FRAGMENTO DE TEXTO:

╔══

26/12/2024
La Navidad de los ochenta y noventa no era de luces deslumbrantes ni de juguetes importados.
La magia residía en la sencillez, en la anticipación, en el crujir del papel de estraza que envolvía los aguinaldos.
Recuerdo la emoción, una mezcla de nervios y alegría, al recibir esa pequeña bolsa de plástico, a veces adornada con un listón rojo, a veces simplemente amarrados.
Dentro, un tesoro: galletas de animales, esos pequeños con formas de ositos, perritos, gatitos, que se deshacían en la boca con un sabor mágico, un sabor a infancia.
Y las colaciones, esas pequeñas golosinas, un festín para el paladar infantil.
Y las frutas de temporada, los tejocotes, esos frutos rojos y ácidos que se comían solos o en un delicioso atole caliente, un abrazo dulce en las frías noches decembrinas.
No necesitábamos consolas de videojuegos ni muñecas sofisticadas.
La felicidad se encontraba en la simpleza de esos pequeños detalles, en la calidez de la familia reunida, en la magia de la espera.
Esos aguinaldos, tan sencillos, tan humildes, eran un símbolo de amor, de cariño, de la ilusión de la Navidad.
Eran un recordatorio de que la felicidad no se mide en el precio de los regalos, sino en el valor de los momentos compartidos, en la alegría de la compañía, en la magia de la tradición.
Y aunque los años han pasado, y las Navidades ahora son diferentes, el recuerdo de esas pequeñas bolsas llenas de galletas de animales, colaciones y tejocotes, sigue siendo una de las imágenes más dulces y entrañables de mi infancia.
Una época donde la magia de la Navidad se encontraba en la sencillez de los detalles.

╚══

TAREA ASIGNADA A: Resume en dos oraciones el fragmento sobre los aguinaldos navideños.
TAREA ASIGNADA B: Pasa al inglés esta oración del fragmento sobre los aguinaldos: «La felicidad se encontraba en la simpleza de esos pequeños detalles, en la calidez de la familia reunida, en la magia de la espera».

[Elementos guardados del conjunto de datos]
╔══

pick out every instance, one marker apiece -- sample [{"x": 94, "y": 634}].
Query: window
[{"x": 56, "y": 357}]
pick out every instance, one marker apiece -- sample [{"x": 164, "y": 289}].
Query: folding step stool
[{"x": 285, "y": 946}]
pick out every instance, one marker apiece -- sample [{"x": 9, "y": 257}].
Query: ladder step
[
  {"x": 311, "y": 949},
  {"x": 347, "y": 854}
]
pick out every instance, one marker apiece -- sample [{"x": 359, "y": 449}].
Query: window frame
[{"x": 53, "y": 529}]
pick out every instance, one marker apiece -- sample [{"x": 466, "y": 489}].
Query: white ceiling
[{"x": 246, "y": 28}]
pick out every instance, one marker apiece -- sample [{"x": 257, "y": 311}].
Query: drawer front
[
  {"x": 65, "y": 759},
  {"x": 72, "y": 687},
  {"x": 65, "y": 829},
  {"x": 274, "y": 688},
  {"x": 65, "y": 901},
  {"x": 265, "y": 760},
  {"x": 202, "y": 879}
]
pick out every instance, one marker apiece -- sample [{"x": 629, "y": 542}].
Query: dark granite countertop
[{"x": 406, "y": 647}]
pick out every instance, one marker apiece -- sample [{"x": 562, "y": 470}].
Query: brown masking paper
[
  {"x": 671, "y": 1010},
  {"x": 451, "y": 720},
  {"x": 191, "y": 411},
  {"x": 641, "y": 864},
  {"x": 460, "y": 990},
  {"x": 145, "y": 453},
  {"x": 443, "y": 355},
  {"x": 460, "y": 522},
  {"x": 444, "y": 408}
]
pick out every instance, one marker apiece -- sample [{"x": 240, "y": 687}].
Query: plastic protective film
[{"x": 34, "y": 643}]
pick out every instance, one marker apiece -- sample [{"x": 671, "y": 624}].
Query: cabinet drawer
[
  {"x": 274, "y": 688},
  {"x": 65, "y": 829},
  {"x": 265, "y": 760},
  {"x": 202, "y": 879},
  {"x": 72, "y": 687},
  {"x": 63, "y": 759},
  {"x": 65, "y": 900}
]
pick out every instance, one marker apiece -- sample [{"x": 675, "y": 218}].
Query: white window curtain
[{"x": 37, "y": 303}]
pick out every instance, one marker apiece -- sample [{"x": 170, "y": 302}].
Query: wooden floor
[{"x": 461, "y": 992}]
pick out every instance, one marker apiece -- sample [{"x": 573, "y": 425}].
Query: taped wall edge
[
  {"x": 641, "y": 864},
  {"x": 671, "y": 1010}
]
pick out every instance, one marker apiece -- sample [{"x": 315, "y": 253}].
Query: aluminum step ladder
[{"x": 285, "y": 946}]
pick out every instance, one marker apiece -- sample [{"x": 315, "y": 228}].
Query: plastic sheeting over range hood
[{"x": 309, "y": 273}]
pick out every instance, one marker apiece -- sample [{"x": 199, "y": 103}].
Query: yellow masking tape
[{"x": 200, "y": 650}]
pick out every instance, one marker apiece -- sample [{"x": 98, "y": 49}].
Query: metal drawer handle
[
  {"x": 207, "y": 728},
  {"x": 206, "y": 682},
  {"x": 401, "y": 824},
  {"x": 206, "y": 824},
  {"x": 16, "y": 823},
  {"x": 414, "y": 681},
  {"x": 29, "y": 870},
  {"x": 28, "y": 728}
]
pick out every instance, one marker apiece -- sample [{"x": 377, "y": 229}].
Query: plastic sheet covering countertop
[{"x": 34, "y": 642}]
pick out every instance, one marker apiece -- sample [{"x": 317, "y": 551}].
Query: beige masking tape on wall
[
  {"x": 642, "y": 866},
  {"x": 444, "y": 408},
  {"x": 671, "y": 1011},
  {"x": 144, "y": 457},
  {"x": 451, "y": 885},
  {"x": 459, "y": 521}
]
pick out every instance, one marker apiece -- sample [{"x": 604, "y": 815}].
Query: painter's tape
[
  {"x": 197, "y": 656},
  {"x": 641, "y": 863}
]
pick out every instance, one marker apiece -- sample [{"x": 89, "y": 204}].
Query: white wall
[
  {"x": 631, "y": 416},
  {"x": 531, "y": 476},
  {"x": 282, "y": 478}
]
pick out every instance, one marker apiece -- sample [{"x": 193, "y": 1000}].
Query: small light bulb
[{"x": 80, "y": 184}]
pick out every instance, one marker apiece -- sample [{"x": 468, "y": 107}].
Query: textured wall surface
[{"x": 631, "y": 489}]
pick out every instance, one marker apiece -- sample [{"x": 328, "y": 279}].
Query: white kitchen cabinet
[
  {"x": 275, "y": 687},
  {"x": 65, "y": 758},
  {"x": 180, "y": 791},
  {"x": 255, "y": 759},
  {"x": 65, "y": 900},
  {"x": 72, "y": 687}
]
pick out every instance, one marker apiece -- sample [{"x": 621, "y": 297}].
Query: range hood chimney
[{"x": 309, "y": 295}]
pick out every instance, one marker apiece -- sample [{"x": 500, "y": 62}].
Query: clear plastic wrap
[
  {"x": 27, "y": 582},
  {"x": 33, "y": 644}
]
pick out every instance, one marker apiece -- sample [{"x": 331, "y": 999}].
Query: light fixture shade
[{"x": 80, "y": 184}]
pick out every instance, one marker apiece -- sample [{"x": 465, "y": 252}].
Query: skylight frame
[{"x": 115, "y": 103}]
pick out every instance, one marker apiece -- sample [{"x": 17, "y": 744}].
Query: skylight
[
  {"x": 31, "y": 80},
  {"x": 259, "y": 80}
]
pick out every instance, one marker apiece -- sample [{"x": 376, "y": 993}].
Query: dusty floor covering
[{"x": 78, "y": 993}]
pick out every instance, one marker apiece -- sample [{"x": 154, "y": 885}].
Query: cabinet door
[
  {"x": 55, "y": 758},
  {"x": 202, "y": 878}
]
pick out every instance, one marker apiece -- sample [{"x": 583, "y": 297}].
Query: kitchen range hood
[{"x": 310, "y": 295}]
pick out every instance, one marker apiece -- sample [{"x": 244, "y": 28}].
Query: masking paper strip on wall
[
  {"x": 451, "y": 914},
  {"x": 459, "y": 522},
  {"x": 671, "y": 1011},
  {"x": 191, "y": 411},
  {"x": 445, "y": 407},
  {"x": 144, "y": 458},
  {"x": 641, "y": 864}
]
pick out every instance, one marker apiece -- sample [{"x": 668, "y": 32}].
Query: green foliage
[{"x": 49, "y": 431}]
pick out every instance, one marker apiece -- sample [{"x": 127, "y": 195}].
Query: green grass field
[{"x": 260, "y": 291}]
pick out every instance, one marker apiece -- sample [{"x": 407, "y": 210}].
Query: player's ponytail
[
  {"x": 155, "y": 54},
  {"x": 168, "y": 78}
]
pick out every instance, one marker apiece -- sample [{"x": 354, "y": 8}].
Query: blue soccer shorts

╚══

SOLUCIÓN PROPUESTA A: La Navidad de los ochenta y noventa se vivía con sencillez, y los aguinaldos eran pequeñas bolsas con galletas de animales, colaciones y tejocotes. Esos detalles humildes simbolizaban el amor y recordaban que la felicidad no se mide en el precio de los regalos, sino en el valor de los momentos compartidos.

SOLUCIÓN PROPUESTA B: Happiness was found in the simplicity of those small details, in the warmth of the family gathered together, in the magic of waiting.